USING THE INFORMATION ::
[A] Do these statements agree with the methods passage below? Answer yes or no for each, and quote the words from the passage that decide it.
(i) The SUP-B15 cells were cultured in medium containing 10% fetal calf serum.
(ii) The CASY counter measures the size and condition of a cell using the electrical current exclusion principle.
(iii) For a dead cell, the CASY counter measures only the size of the nucleus.
[B] In the methods passage below, what total flow rate was the measurement performed at?

PROVIDED PASSAGE ::

---+---

B-cell precursor leukemia cell line SUP-B15 was obtained from the DSMZ and cultured in McCoy’s 5A Medium (Biochrome, Berlin, Germany) containing 20% heat inactivated fetal calf serum (FCS, Sigma-Aldrich, St. Louis, MO, USA) and 1% GIBCO GlutaMAX™ (dilution 1:100, Life Technologies, Carlsbad, CA, USA). The cells were incubated in humidified atmosphere at 37 °C containing 5% of CO2 and harvested at a concentration of about 1.5 × 106 cells/mL by centrifugation at 450 g for 5 min at room temperature. To stain the cells with a fluorescent dye, the pellet was re-suspended in 1 mL PBS with additional 2 µL of 5 mM CFSE and incubated in a water bath at 37 °C for 15 min. Afterwards, the cells were re-pelleted by centrifugation and re-suspended in 1 mL of fresh PBS and incubated for additional 30 min. Then the PBS was exchanged via centrifugation under the same conditions. Subsequently, the cell suspension was transferred to the syringe pump of the experimental apparatus.
To compare the quality of our results with a commercially available cell counter, we choose the CASY TT cytometer (Roche, Basel, Switzerland). The CASY counter measures size and condition of a cell using the electrical current exclusion (ECE) principle. The intact cell membrane of a viable cell does not conduct electrical current so that the true cell volume is determined. The broken cell membrane of a dead cell is permeable for electrical currents and therefore only the size of the nucleus is measured [21]. For comparable measurements the same passage of cell suspension was analyzed by the CASY counter as well as using the SME technique. The measurement was performed at a total flow rate of 200 µL/min and a Reynolds number of 14.9.

---+---

INFORMATION ::
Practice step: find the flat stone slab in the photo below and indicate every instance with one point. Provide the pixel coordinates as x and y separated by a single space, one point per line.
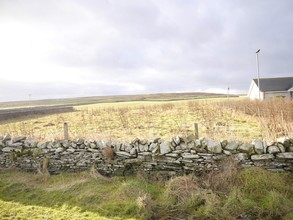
287 155
262 157
190 156
123 154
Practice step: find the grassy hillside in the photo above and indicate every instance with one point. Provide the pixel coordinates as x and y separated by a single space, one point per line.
111 99
127 120
232 194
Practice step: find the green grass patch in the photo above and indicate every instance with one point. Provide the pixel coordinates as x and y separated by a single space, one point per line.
251 193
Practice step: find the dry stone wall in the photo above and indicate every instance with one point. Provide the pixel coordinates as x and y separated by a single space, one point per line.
181 155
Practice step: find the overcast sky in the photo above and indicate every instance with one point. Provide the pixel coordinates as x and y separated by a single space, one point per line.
74 48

---+---

ANSWERS FOR THIS EXERCISE ::
[A]
(i) No: "containing 20% heat inactivated fetal calf serum"
(ii) Yes: "The CASY counter measures size and condition of a cell using the electrical current exclusion (ECE) principle."
(iii) Yes: "therefore only the size of the nucleus is measured"

[B] 200 µL/min.